» **Given problem**
Rewrite the data below so that every "pick out" becomes "locate", and leave every other part untouched.

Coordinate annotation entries

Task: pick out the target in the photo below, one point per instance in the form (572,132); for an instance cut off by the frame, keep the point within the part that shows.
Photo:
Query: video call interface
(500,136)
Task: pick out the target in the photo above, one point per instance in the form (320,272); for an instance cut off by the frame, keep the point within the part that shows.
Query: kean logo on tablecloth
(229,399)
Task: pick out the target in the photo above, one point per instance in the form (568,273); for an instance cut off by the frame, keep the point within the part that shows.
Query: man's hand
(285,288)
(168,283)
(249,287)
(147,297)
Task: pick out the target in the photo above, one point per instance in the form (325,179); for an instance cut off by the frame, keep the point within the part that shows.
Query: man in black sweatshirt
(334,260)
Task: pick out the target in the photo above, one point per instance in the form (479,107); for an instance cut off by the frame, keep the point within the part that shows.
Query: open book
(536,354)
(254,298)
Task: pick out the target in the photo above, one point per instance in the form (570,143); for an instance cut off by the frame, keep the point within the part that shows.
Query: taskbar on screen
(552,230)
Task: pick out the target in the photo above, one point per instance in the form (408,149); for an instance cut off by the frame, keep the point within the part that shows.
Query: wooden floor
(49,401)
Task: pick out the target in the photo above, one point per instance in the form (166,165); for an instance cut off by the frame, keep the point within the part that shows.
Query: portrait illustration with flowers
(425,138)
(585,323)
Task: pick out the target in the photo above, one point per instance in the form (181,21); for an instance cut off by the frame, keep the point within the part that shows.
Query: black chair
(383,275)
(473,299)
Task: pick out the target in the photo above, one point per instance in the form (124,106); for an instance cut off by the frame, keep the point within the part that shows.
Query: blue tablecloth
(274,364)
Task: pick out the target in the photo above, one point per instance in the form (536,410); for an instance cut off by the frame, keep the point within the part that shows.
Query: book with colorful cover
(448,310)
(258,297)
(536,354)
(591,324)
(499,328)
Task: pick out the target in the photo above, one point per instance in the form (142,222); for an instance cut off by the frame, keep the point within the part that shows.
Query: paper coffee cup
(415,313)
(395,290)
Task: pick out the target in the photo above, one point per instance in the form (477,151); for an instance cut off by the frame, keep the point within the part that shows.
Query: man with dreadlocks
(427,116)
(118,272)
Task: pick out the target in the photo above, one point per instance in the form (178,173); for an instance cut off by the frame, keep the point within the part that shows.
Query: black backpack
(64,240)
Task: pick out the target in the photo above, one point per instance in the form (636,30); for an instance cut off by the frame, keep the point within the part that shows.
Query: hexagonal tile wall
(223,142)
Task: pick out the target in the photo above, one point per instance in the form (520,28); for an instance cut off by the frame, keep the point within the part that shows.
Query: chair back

» **Answer to this problem**
Task: locate the target in the photo below, one point per instance in the form (572,132); for an instance cut off by the frame, keep the point within the part that shows.
Photo:
Query: video call interface
(500,136)
Task: locate the target in the photo above, one point per instance in the form (320,272); for an instance cut off by the frame, keep the point within the part that shows.
Query: kean logo on tablecloth
(229,399)
Task: locate the target in the photo above, one point per instance in the form (568,273); for an instance cut off by the frame, keep the point within the part that shows.
Query: man's hand
(285,288)
(168,283)
(249,287)
(147,297)
Task: locate the target in the photo above, one point per instance in the form (325,179); for an instance cut off by the frame, keep the point within the part that shows.
Query: man in black sweatshirt
(334,260)
Task: locate the target in the photo above, one point per instance in the form (479,107); for an instance cut off by the frame, keep the point within the part that shows.
Query: open book
(536,354)
(254,298)
Task: locate the target in the photo above, one point per instance in the form (570,143); for an instance cut off by the frame, keep the point within the part that shows.
Query: taskbar on screen
(552,230)
Task: locate the target in the photo above, one point per instance in the form (408,149); for an instance cut off by the frame, keep the point within the part that shows.
Query: wooden floor
(49,401)
Task: locate the target in the photo above, one point per instance in the form (166,165); for an instance cut off by the frame, keep the point within the part that shows.
Query: portrait illustration with flowers
(425,138)
(585,323)
Task: locate the target in the photo above, one point per instance in the form (181,21); for an instance cut off by the frame, keep the point within the part that shows.
Query: black chair
(383,275)
(473,299)
Task: locate the target in the photo above, one point per instance in the form (124,106); for an instance cut off by the frame, keep the point within the part that shows.
Query: blue tablecloth
(274,364)
Task: locate the target in the photo above, one point per instance in the form (536,410); for an instance cut off by the frame, keep the point within the part that shows.
Query: book with colorful cover
(448,310)
(258,297)
(536,354)
(591,324)
(499,328)
Task: locate the target in the photo above, one point per instance in the form (142,222); for an instance cut off by the frame, keep the point within the part that shows.
Query: paper coffee cup
(415,313)
(395,290)
Task: locate the target in the photo above, one point per instance in the form (477,151); for an instance cut off by the frame, keep the point within the part that shows.
Query: man with dreadlocks
(427,116)
(118,272)
Task: locate the target in the photo above, one point per instance in the form (178,173); for an instance cut off by the frame, keep the point within the part that shows.
Query: black backpack
(64,240)
Task: locate the target in the photo above, one point per instance in the form (636,30); for an instance cut off by the frame, keep the point within the part that shows.
Query: hexagonal tile wall
(223,142)
Task: locate the target in the photo above, one point per instance in the form (520,28); for an instance cut off by the frame, keep the point within the part that shows.
Query: chair back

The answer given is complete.